PROVIDED TEXT —
Alexandra Carpentier, CEO, and Michael Roes, president and founder, of Toopi Organics. Image credit: Toopi Organics

A new spin on an ancient practice

Founded in 2019, Toopi Organics has developed a crop biostimulant sourced from urine collected at motorway rest areas and other public locations.

Founder Michael Roes’ motivation for starting the company was to remove urine from the drinking water cycle and turn it into a resource for agricultural purposes.

“Pee in drinkable water is nonsense,” CEO Alexandra Carpentier tells AgFunderNews. “And with urine you have many nutrients that farmers need [that] they use in mineral fertilizers in their fields.”

The concept of urine as fertilizer goes back millennia. As Carpentier notes, human waste is rich in phosphorus, nitrogen and potassium, the same elements in chemical crop inputs that are vital to crop yield. Some researchers have determined that human beings produce between 100 and 150 gallons of urine per year — enough to grow wheat for a year’s worth of bread.

Referring expression data listing
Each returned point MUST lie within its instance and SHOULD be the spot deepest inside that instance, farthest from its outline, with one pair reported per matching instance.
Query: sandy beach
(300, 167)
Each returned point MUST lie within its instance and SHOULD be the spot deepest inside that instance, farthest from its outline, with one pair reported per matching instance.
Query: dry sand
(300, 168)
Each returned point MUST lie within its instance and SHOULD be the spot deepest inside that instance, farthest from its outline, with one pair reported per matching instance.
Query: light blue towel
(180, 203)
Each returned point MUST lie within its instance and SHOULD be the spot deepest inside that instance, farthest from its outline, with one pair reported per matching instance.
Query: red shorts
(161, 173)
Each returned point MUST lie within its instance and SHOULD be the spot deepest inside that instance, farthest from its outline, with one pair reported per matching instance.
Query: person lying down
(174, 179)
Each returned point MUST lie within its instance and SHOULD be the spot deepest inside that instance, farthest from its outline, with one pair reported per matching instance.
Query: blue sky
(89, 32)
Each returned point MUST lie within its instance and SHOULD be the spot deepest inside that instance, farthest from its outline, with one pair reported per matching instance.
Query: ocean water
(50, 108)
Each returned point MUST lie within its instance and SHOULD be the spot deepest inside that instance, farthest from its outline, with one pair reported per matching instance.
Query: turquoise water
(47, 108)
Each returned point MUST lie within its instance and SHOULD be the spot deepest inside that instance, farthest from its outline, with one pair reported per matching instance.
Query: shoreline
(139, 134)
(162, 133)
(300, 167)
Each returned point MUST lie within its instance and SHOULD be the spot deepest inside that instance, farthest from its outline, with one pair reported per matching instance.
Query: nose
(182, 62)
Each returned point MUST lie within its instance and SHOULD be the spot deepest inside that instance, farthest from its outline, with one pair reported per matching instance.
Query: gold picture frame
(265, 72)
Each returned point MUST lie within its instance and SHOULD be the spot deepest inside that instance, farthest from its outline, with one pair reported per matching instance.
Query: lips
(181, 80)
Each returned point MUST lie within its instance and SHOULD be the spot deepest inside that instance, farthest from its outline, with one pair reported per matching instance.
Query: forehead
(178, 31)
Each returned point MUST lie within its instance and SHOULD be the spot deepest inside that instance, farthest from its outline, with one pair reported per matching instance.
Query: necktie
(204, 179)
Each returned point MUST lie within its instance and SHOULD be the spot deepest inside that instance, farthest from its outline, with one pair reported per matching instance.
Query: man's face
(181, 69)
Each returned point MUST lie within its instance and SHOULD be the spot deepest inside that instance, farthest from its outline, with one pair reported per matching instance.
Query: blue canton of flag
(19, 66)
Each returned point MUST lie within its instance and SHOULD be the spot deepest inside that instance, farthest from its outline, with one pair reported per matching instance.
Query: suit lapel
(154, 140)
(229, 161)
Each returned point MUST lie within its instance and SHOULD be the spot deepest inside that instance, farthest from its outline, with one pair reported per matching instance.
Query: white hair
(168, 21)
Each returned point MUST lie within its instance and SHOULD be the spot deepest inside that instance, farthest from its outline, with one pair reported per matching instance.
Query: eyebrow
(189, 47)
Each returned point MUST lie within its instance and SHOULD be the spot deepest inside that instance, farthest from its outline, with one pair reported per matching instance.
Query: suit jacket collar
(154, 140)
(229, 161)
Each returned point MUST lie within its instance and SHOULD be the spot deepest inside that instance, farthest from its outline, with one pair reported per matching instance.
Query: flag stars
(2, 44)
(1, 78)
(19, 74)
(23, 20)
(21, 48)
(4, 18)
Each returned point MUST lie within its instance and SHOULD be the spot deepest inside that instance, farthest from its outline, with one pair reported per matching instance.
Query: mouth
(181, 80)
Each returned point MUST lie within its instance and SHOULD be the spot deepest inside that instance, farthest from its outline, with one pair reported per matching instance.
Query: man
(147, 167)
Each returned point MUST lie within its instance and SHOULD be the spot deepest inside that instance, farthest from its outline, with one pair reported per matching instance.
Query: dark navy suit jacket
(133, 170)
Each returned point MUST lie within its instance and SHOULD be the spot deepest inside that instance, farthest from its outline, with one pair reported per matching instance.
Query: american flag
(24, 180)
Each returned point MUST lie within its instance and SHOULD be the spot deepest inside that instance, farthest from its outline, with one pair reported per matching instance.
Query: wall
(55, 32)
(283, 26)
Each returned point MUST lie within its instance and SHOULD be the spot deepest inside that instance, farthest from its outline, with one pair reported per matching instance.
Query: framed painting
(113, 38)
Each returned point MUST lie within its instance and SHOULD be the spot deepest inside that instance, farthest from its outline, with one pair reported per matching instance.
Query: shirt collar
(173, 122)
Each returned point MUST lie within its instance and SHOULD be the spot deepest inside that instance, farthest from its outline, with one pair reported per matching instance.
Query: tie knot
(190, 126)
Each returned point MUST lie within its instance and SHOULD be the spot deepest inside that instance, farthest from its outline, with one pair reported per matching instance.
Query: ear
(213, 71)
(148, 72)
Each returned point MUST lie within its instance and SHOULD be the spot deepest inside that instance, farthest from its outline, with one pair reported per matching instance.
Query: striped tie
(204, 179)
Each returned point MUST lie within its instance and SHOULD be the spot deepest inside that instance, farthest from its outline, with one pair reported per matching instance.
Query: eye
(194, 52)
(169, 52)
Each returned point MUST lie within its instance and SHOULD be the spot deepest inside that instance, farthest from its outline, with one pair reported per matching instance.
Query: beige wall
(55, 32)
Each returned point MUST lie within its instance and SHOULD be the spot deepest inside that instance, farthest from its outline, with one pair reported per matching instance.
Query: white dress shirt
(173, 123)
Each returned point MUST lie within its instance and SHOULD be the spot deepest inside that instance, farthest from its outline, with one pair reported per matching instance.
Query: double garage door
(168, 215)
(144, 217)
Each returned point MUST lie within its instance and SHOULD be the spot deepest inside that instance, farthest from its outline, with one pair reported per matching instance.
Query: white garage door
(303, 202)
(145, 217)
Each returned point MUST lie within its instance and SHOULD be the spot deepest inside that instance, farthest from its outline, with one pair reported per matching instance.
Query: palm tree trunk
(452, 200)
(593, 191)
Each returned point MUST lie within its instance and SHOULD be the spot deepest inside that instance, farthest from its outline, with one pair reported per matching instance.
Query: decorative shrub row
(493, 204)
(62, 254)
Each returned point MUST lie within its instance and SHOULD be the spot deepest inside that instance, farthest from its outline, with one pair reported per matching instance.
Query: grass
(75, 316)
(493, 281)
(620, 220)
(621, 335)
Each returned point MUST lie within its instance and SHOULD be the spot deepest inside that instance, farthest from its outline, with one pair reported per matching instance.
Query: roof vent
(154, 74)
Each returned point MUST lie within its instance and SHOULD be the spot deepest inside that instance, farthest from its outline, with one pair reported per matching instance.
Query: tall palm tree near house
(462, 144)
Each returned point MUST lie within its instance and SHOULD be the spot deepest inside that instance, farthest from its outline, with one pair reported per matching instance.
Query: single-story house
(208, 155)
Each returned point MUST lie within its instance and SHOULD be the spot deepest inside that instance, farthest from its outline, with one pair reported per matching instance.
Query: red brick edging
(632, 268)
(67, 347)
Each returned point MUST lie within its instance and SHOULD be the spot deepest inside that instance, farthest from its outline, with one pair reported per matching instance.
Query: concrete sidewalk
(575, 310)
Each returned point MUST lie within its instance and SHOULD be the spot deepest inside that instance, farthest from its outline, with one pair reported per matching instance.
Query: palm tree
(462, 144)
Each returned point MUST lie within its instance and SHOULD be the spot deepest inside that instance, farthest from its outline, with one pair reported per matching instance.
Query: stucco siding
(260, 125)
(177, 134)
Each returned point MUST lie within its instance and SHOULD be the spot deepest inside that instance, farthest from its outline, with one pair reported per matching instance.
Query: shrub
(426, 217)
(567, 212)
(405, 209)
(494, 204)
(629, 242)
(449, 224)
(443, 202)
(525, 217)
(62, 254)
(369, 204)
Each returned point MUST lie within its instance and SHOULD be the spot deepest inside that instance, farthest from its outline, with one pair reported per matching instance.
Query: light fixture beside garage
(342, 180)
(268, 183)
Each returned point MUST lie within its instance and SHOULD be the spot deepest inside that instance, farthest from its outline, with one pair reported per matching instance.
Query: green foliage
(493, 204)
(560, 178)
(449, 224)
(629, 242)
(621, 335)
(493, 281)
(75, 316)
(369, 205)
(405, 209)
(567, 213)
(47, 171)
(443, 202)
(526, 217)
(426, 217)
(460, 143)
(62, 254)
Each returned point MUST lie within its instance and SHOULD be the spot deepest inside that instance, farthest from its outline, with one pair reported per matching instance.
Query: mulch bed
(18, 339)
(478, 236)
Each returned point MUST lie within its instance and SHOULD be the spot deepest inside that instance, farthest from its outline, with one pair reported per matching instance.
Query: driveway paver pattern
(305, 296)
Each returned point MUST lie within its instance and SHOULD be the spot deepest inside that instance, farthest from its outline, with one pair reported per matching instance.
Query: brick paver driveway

EXERCISE REQUIREMENTS —
a: Answer these questions from the text on Toopi Organics:
(i) In what year was Toopi Organics founded?
(ii) Which three elements does Carpentier say human waste is rich in?
(iii) According to some researchers, how many gallons of urine does a human produce per year?
b: Duplicate the part of the text on Toopi Organics from "Founded in 2019, Toopi" up to and including "worth of bread.".
The listing has nothing to do with the text on Toopi Organics.

ANSWERS FOR THE EXERCISE —
a:
(i) 2019
(ii) Phosphorus, nitrogen and potassium
(iii) Between 100 and 150 gallons

b:
Founded in 2019, Toopi Organics has developed a crop biostimulant sourced from urine collected at motorway rest areas and other public locations.

Founder Michael Roes’ motivation for starting the company was to remove urine from the drinking water cycle and turn it into a resource for agricultural purposes.

“Pee in drinkable water is nonsense,” CEO Alexandra Carpentier tells AgFunderNews. “And with urine you have many nutrients that farmers need [that] they use in mineral fertilizers in their fields.”

The concept of urine as fertilizer goes back millennia. As Carpentier notes, human waste is rich in phosphorus, nitrogen and potassium, the same elements in chemical crop inputs that are vital to crop yield. Some researchers have determined that human beings produce between 100 and 150 gallons of urine per year — enough to grow wheat for a year’s worth of bread.